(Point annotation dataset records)
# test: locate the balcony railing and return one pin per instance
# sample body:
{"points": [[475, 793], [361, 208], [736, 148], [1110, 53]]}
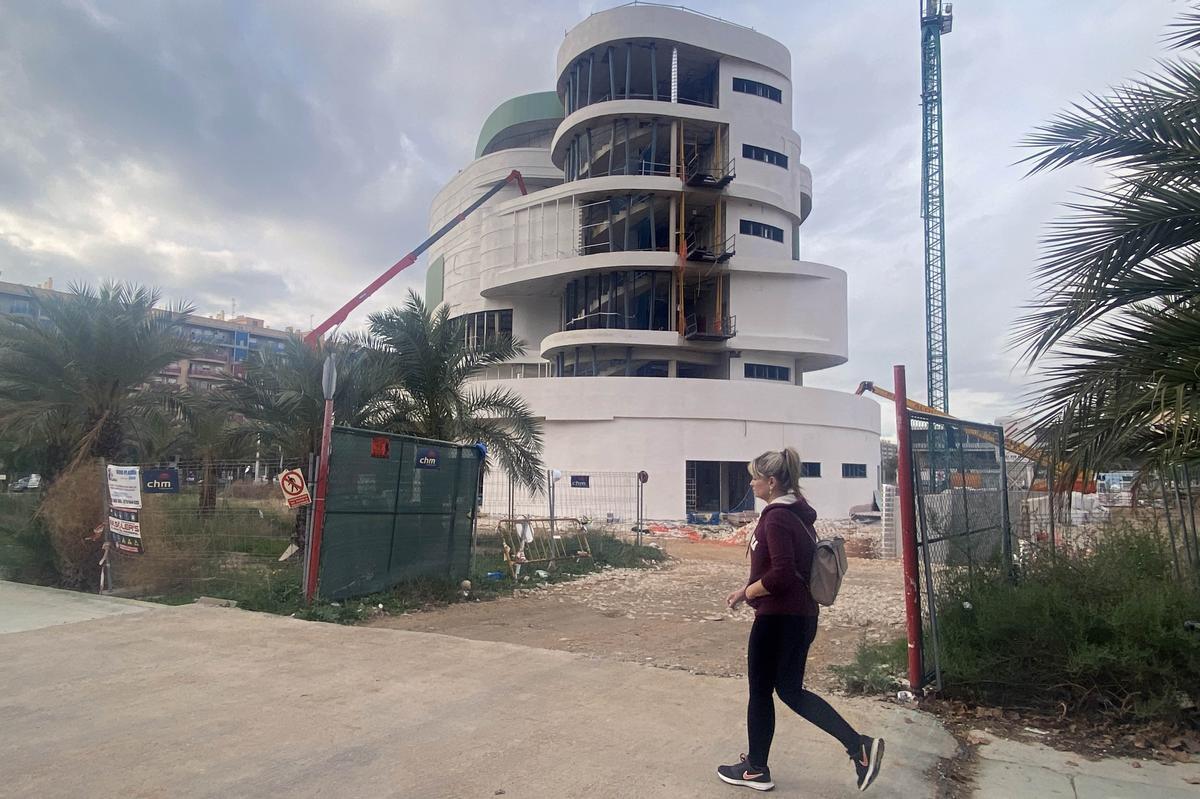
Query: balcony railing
{"points": [[709, 175], [700, 329], [663, 97], [706, 253]]}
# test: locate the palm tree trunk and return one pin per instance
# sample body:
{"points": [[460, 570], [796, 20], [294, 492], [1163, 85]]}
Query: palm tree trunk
{"points": [[208, 487]]}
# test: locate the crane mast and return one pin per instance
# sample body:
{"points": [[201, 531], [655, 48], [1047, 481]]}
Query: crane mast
{"points": [[935, 22]]}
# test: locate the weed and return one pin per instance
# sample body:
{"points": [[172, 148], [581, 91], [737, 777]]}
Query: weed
{"points": [[876, 667]]}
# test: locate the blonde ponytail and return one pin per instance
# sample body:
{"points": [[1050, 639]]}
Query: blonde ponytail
{"points": [[784, 466]]}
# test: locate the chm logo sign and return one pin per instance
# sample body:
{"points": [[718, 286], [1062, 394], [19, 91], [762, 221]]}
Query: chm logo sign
{"points": [[160, 481]]}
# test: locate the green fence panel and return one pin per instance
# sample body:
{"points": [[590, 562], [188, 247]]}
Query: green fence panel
{"points": [[397, 508]]}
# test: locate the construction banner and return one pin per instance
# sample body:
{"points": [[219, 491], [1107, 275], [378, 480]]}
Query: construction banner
{"points": [[124, 486], [126, 529]]}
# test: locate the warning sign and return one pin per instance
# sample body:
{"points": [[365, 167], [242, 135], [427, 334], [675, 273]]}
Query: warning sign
{"points": [[295, 490]]}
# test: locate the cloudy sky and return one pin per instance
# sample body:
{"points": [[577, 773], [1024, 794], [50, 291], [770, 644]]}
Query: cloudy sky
{"points": [[281, 154]]}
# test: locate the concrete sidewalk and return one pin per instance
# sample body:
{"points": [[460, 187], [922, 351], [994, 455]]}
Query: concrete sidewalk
{"points": [[213, 702], [31, 607], [1011, 768]]}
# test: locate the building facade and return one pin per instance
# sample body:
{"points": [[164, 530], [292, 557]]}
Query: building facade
{"points": [[221, 346], [654, 269]]}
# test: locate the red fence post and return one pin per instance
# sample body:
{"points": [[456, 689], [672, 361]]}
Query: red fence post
{"points": [[907, 497]]}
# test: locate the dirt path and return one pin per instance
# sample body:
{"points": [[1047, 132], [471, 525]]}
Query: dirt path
{"points": [[672, 617]]}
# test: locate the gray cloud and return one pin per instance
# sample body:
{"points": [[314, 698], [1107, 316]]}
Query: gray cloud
{"points": [[286, 152]]}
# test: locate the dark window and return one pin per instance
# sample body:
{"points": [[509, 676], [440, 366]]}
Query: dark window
{"points": [[652, 368], [485, 325], [767, 372], [763, 154], [760, 89], [762, 230]]}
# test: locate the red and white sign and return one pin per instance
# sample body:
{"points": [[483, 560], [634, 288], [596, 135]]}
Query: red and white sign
{"points": [[294, 487]]}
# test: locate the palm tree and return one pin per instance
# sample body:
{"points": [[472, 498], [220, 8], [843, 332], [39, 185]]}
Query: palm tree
{"points": [[81, 373], [1116, 325], [280, 401], [431, 392]]}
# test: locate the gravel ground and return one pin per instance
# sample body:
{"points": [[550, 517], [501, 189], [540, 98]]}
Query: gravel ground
{"points": [[672, 616]]}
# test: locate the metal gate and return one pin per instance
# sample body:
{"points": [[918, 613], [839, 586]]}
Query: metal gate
{"points": [[963, 532]]}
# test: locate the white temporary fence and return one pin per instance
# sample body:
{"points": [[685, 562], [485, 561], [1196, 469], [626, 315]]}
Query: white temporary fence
{"points": [[605, 498]]}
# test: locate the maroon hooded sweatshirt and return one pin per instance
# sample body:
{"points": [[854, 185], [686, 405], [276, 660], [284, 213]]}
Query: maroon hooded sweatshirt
{"points": [[780, 547]]}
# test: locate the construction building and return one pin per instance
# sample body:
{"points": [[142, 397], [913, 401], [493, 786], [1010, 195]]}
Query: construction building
{"points": [[654, 269], [221, 346]]}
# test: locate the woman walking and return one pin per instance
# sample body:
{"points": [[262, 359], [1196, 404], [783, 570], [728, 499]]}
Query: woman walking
{"points": [[785, 625]]}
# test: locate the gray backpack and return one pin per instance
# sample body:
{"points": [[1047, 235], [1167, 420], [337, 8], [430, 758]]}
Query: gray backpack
{"points": [[828, 568]]}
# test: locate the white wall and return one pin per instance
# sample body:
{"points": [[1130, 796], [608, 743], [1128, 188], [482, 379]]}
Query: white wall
{"points": [[658, 424]]}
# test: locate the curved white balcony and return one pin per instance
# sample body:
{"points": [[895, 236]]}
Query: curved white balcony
{"points": [[603, 114], [672, 24], [549, 276], [568, 340]]}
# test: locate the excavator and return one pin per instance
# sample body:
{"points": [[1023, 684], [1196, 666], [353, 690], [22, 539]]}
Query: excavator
{"points": [[1024, 450]]}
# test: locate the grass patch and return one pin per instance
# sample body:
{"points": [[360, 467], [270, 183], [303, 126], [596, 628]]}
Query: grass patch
{"points": [[1095, 632], [25, 551], [282, 594], [876, 668]]}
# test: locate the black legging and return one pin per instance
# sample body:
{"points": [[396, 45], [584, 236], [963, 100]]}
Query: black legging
{"points": [[779, 647]]}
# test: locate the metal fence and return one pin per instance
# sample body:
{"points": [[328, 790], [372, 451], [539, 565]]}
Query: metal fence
{"points": [[397, 508], [963, 514], [215, 528], [604, 498]]}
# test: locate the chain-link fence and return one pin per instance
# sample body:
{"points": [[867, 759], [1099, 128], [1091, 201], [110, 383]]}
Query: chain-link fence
{"points": [[963, 512], [607, 499], [217, 528]]}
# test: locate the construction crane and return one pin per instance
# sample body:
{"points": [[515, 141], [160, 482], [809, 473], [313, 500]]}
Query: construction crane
{"points": [[936, 20], [408, 260]]}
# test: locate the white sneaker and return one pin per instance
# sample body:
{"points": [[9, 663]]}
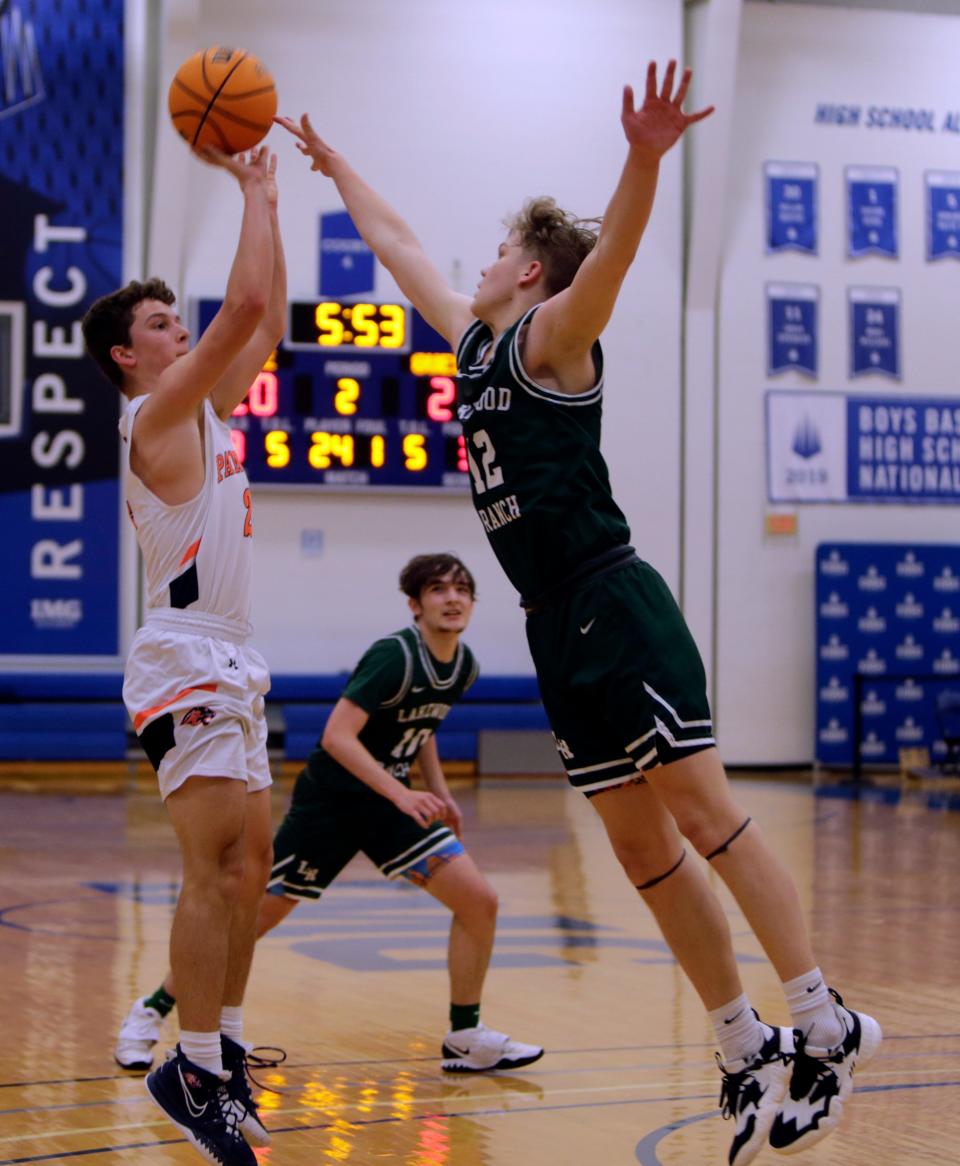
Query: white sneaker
{"points": [[752, 1090], [139, 1032], [822, 1082], [481, 1049]]}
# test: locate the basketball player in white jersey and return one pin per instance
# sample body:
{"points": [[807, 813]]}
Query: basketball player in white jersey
{"points": [[193, 687]]}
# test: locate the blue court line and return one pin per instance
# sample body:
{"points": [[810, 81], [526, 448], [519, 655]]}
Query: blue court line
{"points": [[433, 1116], [888, 1038], [646, 1149]]}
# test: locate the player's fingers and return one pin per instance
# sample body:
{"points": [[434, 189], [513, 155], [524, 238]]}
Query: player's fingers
{"points": [[700, 114], [289, 125], [685, 84], [667, 88]]}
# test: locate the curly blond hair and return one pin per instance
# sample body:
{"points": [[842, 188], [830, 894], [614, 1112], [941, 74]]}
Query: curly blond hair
{"points": [[560, 240]]}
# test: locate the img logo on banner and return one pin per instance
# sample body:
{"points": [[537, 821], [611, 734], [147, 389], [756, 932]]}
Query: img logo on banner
{"points": [[871, 211], [792, 320], [21, 72], [791, 205], [806, 447], [943, 213], [345, 261], [875, 331]]}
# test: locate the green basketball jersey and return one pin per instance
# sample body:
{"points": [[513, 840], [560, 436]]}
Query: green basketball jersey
{"points": [[407, 693], [539, 482]]}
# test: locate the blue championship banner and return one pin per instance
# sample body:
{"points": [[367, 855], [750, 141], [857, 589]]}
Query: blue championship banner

WHAT THE TASK REQUIRES - Reproduce every line of the data above verbatim, but leave the pictures out.

EXERCISE RESPONSE -
# test: locate the balcony railing and return one pin per instance
# sample body:
{"points": [[475, 793], [361, 208], [736, 148], [1110, 53]]}
Query: balcony railing
{"points": [[709, 175], [700, 329], [663, 97], [706, 253]]}
# test: locate the palm tree trunk and return one pin per instance
# sample body:
{"points": [[460, 570], [796, 20], [294, 492], [1163, 85]]}
Query: palm tree trunk
{"points": [[208, 487]]}
# test: locate the crane mast and return one pin per instance
# sample body:
{"points": [[201, 531], [655, 48], [1047, 481]]}
Query: crane mast
{"points": [[935, 22]]}
# test: locate the weed and return one pin per instance
# sample body:
{"points": [[172, 148], [581, 91], [737, 777]]}
Query: weed
{"points": [[876, 667]]}
# test: locate the blonde ponytail and return one pin per instance
# sample body:
{"points": [[1050, 639]]}
Query: blonde ponytail
{"points": [[784, 466]]}
# test: locate the chm logo sign and return one pin per instance
# sample body:
{"points": [[718, 286], [1062, 394], [19, 91], [762, 221]]}
Query: chm logo sign
{"points": [[160, 481]]}
# test: locate the green fence panel and return one pin per instance
# sample body:
{"points": [[590, 562], [188, 247]]}
Query: green fence panel
{"points": [[397, 508]]}
# test: locate the construction banner and return one pin per instance
# sample body:
{"points": [[219, 491], [1107, 275], [378, 480]]}
Query: construction banner
{"points": [[124, 486], [126, 529]]}
# test: locate the warning sign and return one pin per instance
# sample body:
{"points": [[365, 167], [242, 135], [427, 334], [675, 273]]}
Query: warning sign
{"points": [[295, 490]]}
# test: locate the cloudy sky and return one pin per instance
# sample body:
{"points": [[577, 773], [1024, 794], [50, 291], [770, 644]]}
Query: cloudy sky
{"points": [[281, 154]]}
# test: locate the concrete sidewalk and return one pin per instance
# sample body:
{"points": [[460, 187], [922, 351], [994, 455]]}
Query: concrete sidewalk
{"points": [[213, 702], [31, 607], [1011, 768]]}
# test: locate the building facade and return one pin per instance
# sample body:
{"points": [[164, 530], [292, 557]]}
Query: building facade
{"points": [[221, 346], [654, 269]]}
# test: locate the red fence post and return one pin per instance
# sample body:
{"points": [[456, 689], [672, 361]]}
Query: red fence post
{"points": [[907, 497]]}
# test: locate the dirt path and return one pin per instance
# sample body:
{"points": [[1047, 132], [471, 525]]}
Query: dirt path
{"points": [[672, 617]]}
# test: locate the gray cloud and return one pin per instance
# sample body:
{"points": [[314, 698], [1107, 316]]}
Query: gray cloud
{"points": [[286, 152]]}
# test: locate the dark window and return one pin per instance
# sample body:
{"points": [[509, 676], [440, 366]]}
Query: dark window
{"points": [[652, 368], [485, 325], [767, 372], [763, 154], [760, 89], [762, 230]]}
# test: locate the red and white sign and return one pin per instance
# sample body:
{"points": [[483, 560], [634, 288], [596, 135]]}
Query: red and white sign
{"points": [[294, 487]]}
# test: locate the palm tree and return one pin per instance
# sample body:
{"points": [[472, 498], [220, 8], [843, 332], [39, 185]]}
Query: palm tree
{"points": [[81, 373], [1116, 325], [280, 401], [431, 392]]}
# test: locate the gravel ground and return one pin per instance
# sample body:
{"points": [[550, 517], [501, 189], [540, 98]]}
Query: gravel ground
{"points": [[672, 616]]}
# test: locate the metal gate and return one pin per instance
# sample body:
{"points": [[918, 613], [839, 586]]}
Query: metal gate
{"points": [[963, 532]]}
# test: locate the white temporary fence and return one pin per instance
# sample body:
{"points": [[685, 562], [485, 561], [1196, 469], [626, 315]]}
Query: white temporary fence
{"points": [[605, 498]]}
# test: locate the maroon hooded sweatshirt and return one pin per instance
# sample body:
{"points": [[854, 185], [686, 405], [276, 660], [284, 213]]}
Query: maroon hooded sweatshirt
{"points": [[780, 547]]}
# test: locate the construction building and return one pin per instance
# sample body:
{"points": [[142, 397], [913, 401], [493, 786], [1010, 195]]}
Query: construction building
{"points": [[654, 269], [221, 346]]}
# test: locate the woman walking and return one pin per instance
# sample body:
{"points": [[262, 359], [1196, 404], [783, 570], [728, 499]]}
Query: woman walking
{"points": [[785, 625]]}
# test: locate the gray backpack and return one pin per instance
# sample body:
{"points": [[1047, 235], [1167, 420], [337, 8], [430, 758]]}
Query: gray backpack
{"points": [[828, 568]]}
# test: locate the white wall and return one pin per instance
# sample body:
{"points": [[1130, 796], [608, 743], [1128, 188], [482, 379]]}
Query: white wall
{"points": [[658, 424]]}
# test: locate the curved white balcony and return one pin per instance
# sample body:
{"points": [[895, 236]]}
Query: curved white balcony
{"points": [[603, 114], [672, 24], [549, 276], [568, 340]]}
# test: locate the excavator and return one pin per instance
# sample body:
{"points": [[1023, 684], [1196, 666], [353, 690], [22, 539]]}
Query: excavator
{"points": [[1024, 450]]}
# test: locate the grass patch and return one pin per instance
# sample body:
{"points": [[360, 467], [270, 183], [303, 126], [596, 628]]}
Query: grass patch
{"points": [[1095, 632], [25, 551], [282, 594], [876, 668]]}
# test: locate the black legging and return one pin per instance
# sample body:
{"points": [[396, 45], [584, 236], [963, 100]]}
Query: black legging
{"points": [[779, 647]]}
# test: locate the metal fence and return one pin per instance
# sample body:
{"points": [[328, 790], [372, 451], [539, 565]]}
Query: metal fence
{"points": [[397, 508], [963, 514], [215, 528], [604, 498]]}
# test: locate the chain-link fence and return one pin per instance
# sample body:
{"points": [[867, 759], [1099, 128], [1091, 201], [110, 383]]}
Query: chain-link fence
{"points": [[963, 512], [607, 499], [217, 528]]}
# test: locate the construction crane and return one pin per instance
# sample body:
{"points": [[515, 141], [160, 482], [809, 473], [313, 500]]}
Query: construction crane
{"points": [[936, 20], [408, 260]]}
# test: locate the white sneaker and return one pin per instance
# sample body:
{"points": [[9, 663]]}
Query: white sneaker
{"points": [[752, 1090], [139, 1032], [822, 1082], [481, 1049]]}
# test: locate the basketball player in white jersey and return one pin per instance
# sample body:
{"points": [[807, 813]]}
Query: basketball player in white jersey
{"points": [[193, 687]]}
# test: locate the blue court line and return one pin per instance
# sample body:
{"points": [[810, 81], [526, 448], [519, 655]]}
Query: blue court line
{"points": [[433, 1116], [888, 1038], [646, 1149]]}
# test: locate the player's fingers and return one pin per instance
# sample body:
{"points": [[434, 189], [513, 155], [524, 238]]}
Query: player's fingers
{"points": [[700, 114], [289, 125], [685, 84], [667, 88]]}
# test: locate the curly blond hair and return one pin per instance
# sample body:
{"points": [[842, 188], [830, 894], [614, 1112], [941, 74]]}
Query: curly blond hair
{"points": [[560, 240]]}
# test: locate the img logo on banner and return one pin per instance
# sample body:
{"points": [[537, 821], [611, 734], [147, 389], [756, 932]]}
Query: img logo on banner
{"points": [[871, 211], [792, 320], [21, 72], [791, 205], [806, 447], [943, 213], [345, 261], [875, 331]]}
# test: locate the green basketball jersey and return one pin per instance
# sample body:
{"points": [[513, 840], [560, 436]]}
Query: green basketball jersey
{"points": [[407, 693], [539, 482]]}
# test: locate the blue championship banner and return one pin per instance
# sample body:
{"points": [[367, 855], [750, 141], [857, 589]]}
Query: blue championship banner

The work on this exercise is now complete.